■ WHAT THIS TASK INVOLVES ■
Copy word for word the passage of the forum thread below that starts with "okay here the" and ends with "(Oct 20, 2010)".

■ TEXT ■

========================================================================

# married and want to try new sexual things.



## MzAdventure (Oct 24, 2010)

okay here the deal...ive been married for 12 years and my husband and i have sex about 4or 5times a week. our sex life is pretty good. we watch porn together etc. buuut.....i wanna try new things, we r pass toys, oils, a massages lol. i want to try threesomes a couple sex. and yes i have told him i want these new sexual adventures but he isnt as open to them. i told i dont want to go out my marriage to fullfill my fantasies! i would even agree to have an open marriage!!! im desperately seeking excitement!!! what to do????


----------



## terris7777 (Oct 20, 2010)

Hi Mz -- My husband is a huge fan of this and at one time I considered it, but ultimately I could not go through with it. But when I was considering it, he showed me forums of people that participate in it and it explains everything one needs to know and its etiquette. Try researching the internet for these forums (make sure you use a keyword forums when searching for it otherwise you'll get a bunch of porn sites. I'd link them to you privately, but I don't remember them.) Once the research is done, show your husband. Maybe after he sees all the information that's out there, he may become more open to the idea. Good luck!


----------



## marrimy (Oct 24, 2010)

terris7777 said:


> Hi Mz -- My husband is a huge fan of this and at one time I considered it, but ultimately I could not go through with it. But when I was considering it, he showed me forums of people that participate in it and it explains everything one needs to know and its etiquette. Try researching the internet for these forums (make sure you use a keyword forums when searching for it otherwise you'll get a bunch of porn sites. I'd link them to you privately, but I don't remember them.) Once the research is done, show your husband. Maybe after he sees all the information that's out there, he may become more open to the idea. Good luck!


threesom not good, i dont think u married to your husband for love, i am not suggesting u to do that,


----------



## greeneyeddolphin (May 31, 2010)

========================================================================

■ DATA EXCERPT ■
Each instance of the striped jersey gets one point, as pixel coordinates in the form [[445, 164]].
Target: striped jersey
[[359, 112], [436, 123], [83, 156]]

========================================================================

■ RIGHT ANSWER ■
okay here the deal...ive been married for 12 years and my husband and i have sex about 4or 5times a week. our sex life is pretty good. we watch porn together etc. buuut.....i wanna try new things, we r pass toys, oils, a massages lol. i want to try threesomes a couple sex. and yes i have told him i want these new sexual adventures but he isnt as open to them. i told i dont want to go out my marriage to fullfill my fantasies! i would even agree to have an open marriage!!! im desperately seeking excitement!!! what to do????


----------



## terris7777 (Oct 20, 2010)